-- TEXT SECTION --
Saw these two episodes back to back.
The Curse of the Black Spot was a nice nod/homage to pirate movies, and then moved into a typically Doctor Who Sort Of Scientific Timey-Wimey Wibbly-Wobbly explanation for what appeared to be a completely mystical event: a becalmed ship finds itself beset by some sort of mysterious and terrifying force which takes anyone who becomes injured or sick, howsoever minimally (a single scratch is enough to manifest the Black Spot). The force manifests as a beautiful singing woman who effectively hypnotizes those she has chosen, and when they come to her, a single touch of hers is enough to make them apparently disintegrate.
The Doctor, Amy, and Rory show up in the midst of this, and after the predictable initial panicked encounter the Doctor's usual charismatic force of personality starts driving the action. One nice touch in this is that the Doctor makes a number of very reasonable, and insightful deductions about what's going on... and they turn out to be wrong, but his original deductions still made perfect sense until he got better information. There's also a nicely-designed subplot with the Captain's son having stowed away on board, thinking his father was a Naval officer (which he HAD been). Eventually it turns out that there is a parallel-universe intersection -- a spaceship from one universe that hit a rift that happened to intersect with the vessel in ours. Earthly bacteria killed the crew of the spaceship, but it had an extremely intelligent, if limited, AI medical officer which, as its purpose was to find and care for sick people, figured out how to start getting sick people from OUR side and rescuing them. Her idea of "rescue" of course was to pop them into stasis life support and keep them alive -- and unconscious -- indefinitely.
And here is where the episode suddenly dropped the ball. It was an amusing tale, and there was obviously some work to be done to really contact the Medical Siren, to explain to her what was going on, to get the pirate crew restored and have them take over as crew of the starship -- a fresh start in a new universe, etc., etc. Instead, we literally jump from giving Rory CPR (he was rescued while drowning, and as the Medical AI didn't really know what needed to be done to reverse the condition he was basically in stasis) to everyone going their separate ways, happy, and no real sign of what happened to Medical Siren.
The Doctor's Wife starts with a prologue in which two odd looking people, and one Ood, are preparing a young woman for some sort of ritual which is supposed to make her "a Timelord'. Next, the Doctor gets a message from a Timelord -- the Timelord equivalent of E-mail, and hope that there may actually be living Timelords out there -- in a rift between the universes, roughly at the point between N-space and E-space. The TARDIS arrives, but suddenly shuts down; The Doctor figures it's just exhausted its energy and will recharge from the rift energy in between spaces.

-- PROVIDED INFORMATION --
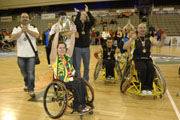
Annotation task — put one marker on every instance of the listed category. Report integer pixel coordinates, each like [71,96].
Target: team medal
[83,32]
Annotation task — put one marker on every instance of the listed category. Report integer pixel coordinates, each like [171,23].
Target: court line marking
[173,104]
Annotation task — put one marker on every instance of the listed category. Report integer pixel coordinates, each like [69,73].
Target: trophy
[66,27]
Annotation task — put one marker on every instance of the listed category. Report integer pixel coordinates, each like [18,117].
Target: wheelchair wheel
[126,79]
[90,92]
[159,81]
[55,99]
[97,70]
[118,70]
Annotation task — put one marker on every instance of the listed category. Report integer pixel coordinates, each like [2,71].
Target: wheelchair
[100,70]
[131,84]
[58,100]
...
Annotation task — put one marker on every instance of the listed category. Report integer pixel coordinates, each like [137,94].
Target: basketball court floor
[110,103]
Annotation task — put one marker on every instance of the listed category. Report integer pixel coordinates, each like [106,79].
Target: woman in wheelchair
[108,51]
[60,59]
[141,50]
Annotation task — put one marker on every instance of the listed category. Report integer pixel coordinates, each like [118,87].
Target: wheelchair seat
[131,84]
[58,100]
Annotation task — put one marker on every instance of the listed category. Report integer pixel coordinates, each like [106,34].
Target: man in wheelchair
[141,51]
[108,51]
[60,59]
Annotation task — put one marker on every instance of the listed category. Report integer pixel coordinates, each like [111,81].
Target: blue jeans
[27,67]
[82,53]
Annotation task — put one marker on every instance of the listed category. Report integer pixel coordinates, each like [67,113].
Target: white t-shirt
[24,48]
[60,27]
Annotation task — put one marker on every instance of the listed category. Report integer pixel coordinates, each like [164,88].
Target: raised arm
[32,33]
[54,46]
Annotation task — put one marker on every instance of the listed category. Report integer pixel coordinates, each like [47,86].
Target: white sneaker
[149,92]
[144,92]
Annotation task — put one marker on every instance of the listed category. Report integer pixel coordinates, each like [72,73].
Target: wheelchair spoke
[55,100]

-- QUESTIONS ON THE MATERIAL --
[A] Reproduce verbatim everything in the Doctor Who episode review from "The Curse of" down to "them apparently disintegrate.".
[B] Write the next part of the Doctor Who episode review, picking up after its final sentence.

-- ANSWERS BY TASK --
[A]
The Curse of the Black Spot was a nice nod/homage to pirate movies, and then moved into a typically Doctor Who Sort Of Scientific Timey-Wimey Wibbly-Wobbly explanation for what appeared to be a completely mystical event: a becalmed ship finds itself beset by some sort of mysterious and terrifying force which takes anyone who becomes injured or sick, howsoever minimally (a single scratch is enough to manifest the Black Spot). The force manifests as a beautiful singing woman who effectively hypnotizes those she has chosen, and when they come to her, a single touch of hers is enough to make them apparently disintegrate.

[B]
But of course it's not nearly that simple; the matrix of the TARDIS, the part that interfaces between the Vortex and the TARDIS controls, has been yanked out by a interdimensional being which, because the other people we meet live in/on it, calls itself "House". House EATS TARDISes, as they're concentrated controlled timespace energy. But he can't consume them with the Matrix in place -- it'll fight back, basically, and TARDISes are very, very good at that. House traps Rory and Amy inside the now non-controllable TARDIS shell, and literally plays with them, toying with their minds and perceptions for its own amusement, while consuming the energy of the TARDIS in preparation for transfer to our home universe -- since it has now learned that there are no more TARDISes coming, it has to move somewhere that there's more energy to consume. Meanwhile, the Doctor and the girl Idris -- who has been implanted with the TARDIS matrix -- desperately search for a way to rejoin Amy and Rory and put the TARDIS matrix, now personified, back where it belongs before House consumes all that's left.
The Doctor's Wife, of course, is the TARDIS itself, and the dialogue between them works well; it's clear that her personality is much like that of her owner... or of her pet, or her lover, depending on exactly how you interpret things. It's possible that River Song is in fact the TARDIS Matrix some distant number of years on, having created/found a body again -- some of the interaction is very similar.
However, just as we reach the climax of tension -- BANG ! resolution and no more time for interaction, thanks very much, bye bye "Sexy" TARDIS, all back to normal.
Both of these episodes had good potential. Both of them are severely flawed by the curtailed timeslot, and OBVIOUSLY so. It's as though they were filming along and someone reminded them "Hey, you only have six minutes left in the ep", and they just cut everything short there to have a quick resolution.
I really cannot imagine WHY they're doing this. The old Who would have five, six, even up to TWELVE part serials. Even taking into account the fact that the Old Who eps were shorter, that's still at least two to three of the current ones. If you have a story that needs more time, TAKE THE TIME. What earthly (or unearthly) reason is there to chop it off and lessen the story just to fit it in one? If you need four episodes to tell the story, fine, then it's The Doctor's Wife, Part One, Part Two, Part Three, Part Four. I see no reason NOT to do this, and every reason they SHOULD. These two episodes I judge as "okay" Who eps, even "pretty good" but they could have been very good to great stories if they'd just been given another hour each.